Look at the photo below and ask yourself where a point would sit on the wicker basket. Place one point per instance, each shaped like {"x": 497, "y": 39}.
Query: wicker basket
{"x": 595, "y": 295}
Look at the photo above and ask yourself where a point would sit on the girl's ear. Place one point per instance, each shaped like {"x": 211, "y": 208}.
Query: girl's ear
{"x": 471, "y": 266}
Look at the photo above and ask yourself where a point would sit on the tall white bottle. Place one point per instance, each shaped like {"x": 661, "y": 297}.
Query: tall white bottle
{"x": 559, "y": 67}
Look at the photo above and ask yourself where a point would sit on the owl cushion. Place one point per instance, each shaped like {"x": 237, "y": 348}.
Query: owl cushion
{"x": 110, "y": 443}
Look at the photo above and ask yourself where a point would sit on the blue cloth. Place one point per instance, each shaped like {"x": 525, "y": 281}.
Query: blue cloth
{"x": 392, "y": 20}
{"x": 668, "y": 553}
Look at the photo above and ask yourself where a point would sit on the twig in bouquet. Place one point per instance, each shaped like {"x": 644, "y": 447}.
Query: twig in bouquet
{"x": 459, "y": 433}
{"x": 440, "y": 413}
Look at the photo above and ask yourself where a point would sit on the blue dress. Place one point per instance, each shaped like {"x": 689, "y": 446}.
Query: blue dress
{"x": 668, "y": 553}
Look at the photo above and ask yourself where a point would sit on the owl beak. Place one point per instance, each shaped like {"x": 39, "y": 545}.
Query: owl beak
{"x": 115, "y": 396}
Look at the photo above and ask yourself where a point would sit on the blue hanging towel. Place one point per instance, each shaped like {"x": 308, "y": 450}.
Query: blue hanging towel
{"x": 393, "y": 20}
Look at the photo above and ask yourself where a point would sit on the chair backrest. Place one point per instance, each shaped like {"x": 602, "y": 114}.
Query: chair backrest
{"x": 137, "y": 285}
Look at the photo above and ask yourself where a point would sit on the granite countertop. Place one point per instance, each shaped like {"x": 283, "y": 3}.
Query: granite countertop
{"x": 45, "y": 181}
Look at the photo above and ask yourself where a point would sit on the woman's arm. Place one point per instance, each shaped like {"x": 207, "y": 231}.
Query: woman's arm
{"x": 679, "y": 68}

▶ _What the exercise asks_
Set down nothing but the lines from the one with "the owl cushion." through the end of the records, keeping each line exactly as written and including both ends.

▶ _Final result_
Look at the photo above and ask yourself where a point would sit on the owl cushion. Place one point per instance, each shaped like {"x": 237, "y": 348}.
Query: owl cushion
{"x": 110, "y": 443}
Look at the photo above and ask yourself where a point would sit on the blue cloth. Place one point per instance, each shaped like {"x": 525, "y": 281}.
Query: blue cloth
{"x": 392, "y": 20}
{"x": 668, "y": 553}
Look at the photo above and ask yourself where a point would sit on the twig in bouquet. Place one point per instance, each shaped like {"x": 644, "y": 447}.
Query: twig in bouquet
{"x": 459, "y": 433}
{"x": 440, "y": 413}
Look at the photo above and ask yourself where a point would sit on the blue dress. Place one point per instance, each shaped like {"x": 689, "y": 446}.
Query: blue dress
{"x": 668, "y": 553}
Look at the photo above and ask yourself where a point would sit on the owl beak. Place one point per instance, each shaped like {"x": 39, "y": 545}.
Query: owl beak
{"x": 115, "y": 396}
Look at the photo above and ask yourself where a point would sit on the blue hanging towel. Place one point per instance, each shaped like {"x": 308, "y": 450}.
Query: blue hanging towel
{"x": 393, "y": 20}
Look at the photo above and ask yourself where a point would sit on the chair backrest. Place one point per instance, each shaped like {"x": 602, "y": 114}.
Query: chair backrest
{"x": 137, "y": 285}
Look at the photo above and ask yourself where a point would sit on the granite countertop. Place one point per instance, each shaped like {"x": 283, "y": 3}.
Query: granite countertop
{"x": 45, "y": 181}
Look at the photo above and ask yourself where a point would sit on the woman's arm. Place one point per instance, each shaped like {"x": 207, "y": 231}.
Query: woman's arm
{"x": 679, "y": 68}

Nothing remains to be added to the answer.